■ **WHAT TO DO**: Could you format the listing below as a Markdown table with the columns No. and Line, giving each non-blank line its own numbered row and omitting the pictures?

[Object position labeling entries]
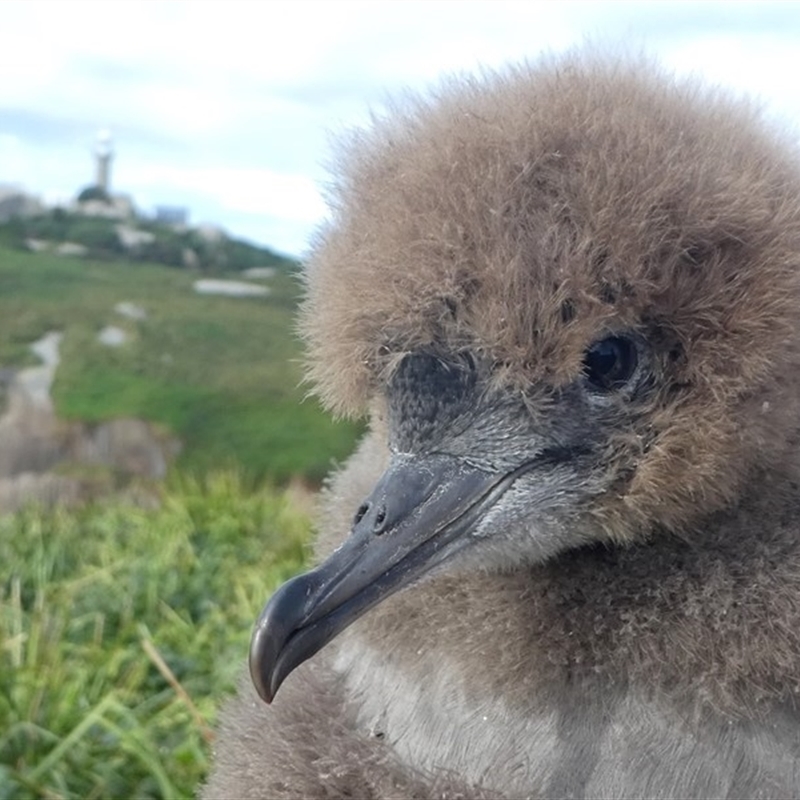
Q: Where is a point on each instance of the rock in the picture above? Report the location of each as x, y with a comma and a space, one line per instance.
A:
259, 273
71, 249
230, 288
112, 336
130, 310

■ **RESPONSE**:
| No. | Line |
|---|---|
| 1 | Q: Where is a point on each instance of the rock in the picture above? Report the location of each as x, y with a comma and a space, one line per instance. |
| 2 | A: |
| 3 | 259, 273 |
| 4 | 71, 249 |
| 5 | 230, 288 |
| 6 | 112, 336 |
| 7 | 130, 310 |